[Start of RECORD EXTRACTS]

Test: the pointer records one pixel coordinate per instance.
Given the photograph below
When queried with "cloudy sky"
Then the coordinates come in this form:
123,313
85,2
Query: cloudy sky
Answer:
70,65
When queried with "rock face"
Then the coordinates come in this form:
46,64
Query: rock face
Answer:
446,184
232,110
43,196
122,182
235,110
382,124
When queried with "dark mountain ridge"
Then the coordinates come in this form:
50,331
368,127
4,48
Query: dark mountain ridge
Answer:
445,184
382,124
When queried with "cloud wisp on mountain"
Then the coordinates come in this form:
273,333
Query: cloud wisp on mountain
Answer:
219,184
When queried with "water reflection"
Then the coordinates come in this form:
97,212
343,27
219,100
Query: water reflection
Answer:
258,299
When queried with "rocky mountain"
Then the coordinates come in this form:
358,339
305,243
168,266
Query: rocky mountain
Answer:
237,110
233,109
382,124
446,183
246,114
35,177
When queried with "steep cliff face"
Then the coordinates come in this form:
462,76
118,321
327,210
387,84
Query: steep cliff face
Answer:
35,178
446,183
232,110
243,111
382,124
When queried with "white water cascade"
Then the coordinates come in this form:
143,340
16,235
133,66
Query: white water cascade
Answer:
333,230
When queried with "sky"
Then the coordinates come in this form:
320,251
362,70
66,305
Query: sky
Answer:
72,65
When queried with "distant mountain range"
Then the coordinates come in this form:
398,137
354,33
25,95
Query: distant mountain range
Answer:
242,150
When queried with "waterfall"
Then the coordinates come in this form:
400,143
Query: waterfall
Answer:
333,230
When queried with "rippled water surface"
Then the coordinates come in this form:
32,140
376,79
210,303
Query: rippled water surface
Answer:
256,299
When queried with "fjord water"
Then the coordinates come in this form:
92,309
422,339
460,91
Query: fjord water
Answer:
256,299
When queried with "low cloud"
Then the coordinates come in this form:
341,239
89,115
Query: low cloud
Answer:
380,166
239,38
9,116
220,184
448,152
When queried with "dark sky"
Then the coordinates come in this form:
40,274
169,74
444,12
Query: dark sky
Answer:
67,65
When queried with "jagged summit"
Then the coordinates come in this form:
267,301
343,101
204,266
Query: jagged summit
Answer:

[End of RECORD EXTRACTS]

**WHAT IS REQUIRED**
Write out all the data again, exactly as it appears.

**THE RESULT**
Test: the pointer records one pixel coordinate per instance.
Given the photograph below
When queried with "cloudy sky"
Then the coordinates come in this form:
123,313
85,2
Query: cloudy sky
Answer:
70,65
When queried with "rock face"
Then the coordinates come in this form:
46,64
Query: rock face
Answer:
446,184
232,110
43,196
122,182
235,110
382,124
When queried with "dark mountain ridge"
Then the coordinates come in this form:
50,331
368,127
4,48
Query: dark mountain ridge
Answer:
445,184
382,124
When queried with "cloud wisp on mountain"
Then the coordinates come in this form:
273,333
Query: cloud wisp on mountain
Answer:
219,184
When queried with "water reflection"
Then the coordinates come in this form:
97,212
343,27
219,100
Query: water reflection
Answer:
258,299
When queried with "rocky mountain"
Then the coordinates come in this form:
358,339
305,243
168,266
Query: rocky mountain
Answer:
237,110
233,109
382,124
446,183
246,114
35,177
When queried with "steep cliff face"
Then the coordinates come in this form:
462,76
118,321
327,210
387,84
Query: steep cliff face
Answer:
35,178
446,183
232,110
243,111
382,124
When queried with "white water cascade"
Then the coordinates come in this form:
143,340
16,235
133,66
Query: white water cascade
Answer:
333,230
When queried with "sky"
Then the coordinates come in this form:
320,251
362,70
66,305
Query: sky
Answer:
72,65
When queried with "distant mountain range"
Then the coordinates come in this form:
398,137
354,33
25,95
Query: distant mountain range
Answer:
242,150
When queried with "waterfall"
Then the coordinates come in this form:
400,143
Query: waterfall
Answer:
333,230
When queried with "rippled water surface"
Then the coordinates come in this form:
32,140
376,79
210,303
Query: rippled water surface
Answer:
256,299
When queried with "fjord water"
Then the coordinates come in this form:
92,309
422,339
460,91
Query: fjord water
Answer:
256,299
When queried with "low cloud"
Then the coordinates come in this form:
341,239
89,115
Query: low cloud
Answer:
380,166
239,38
9,116
220,184
448,152
When queried with "dark sky"
Then the coordinates come in this form:
40,274
169,74
444,12
Query: dark sky
Answer:
67,65
When queried with "jagged summit"
Then the coordinates come in this form:
267,301
343,101
204,266
Query: jagged summit
Answer:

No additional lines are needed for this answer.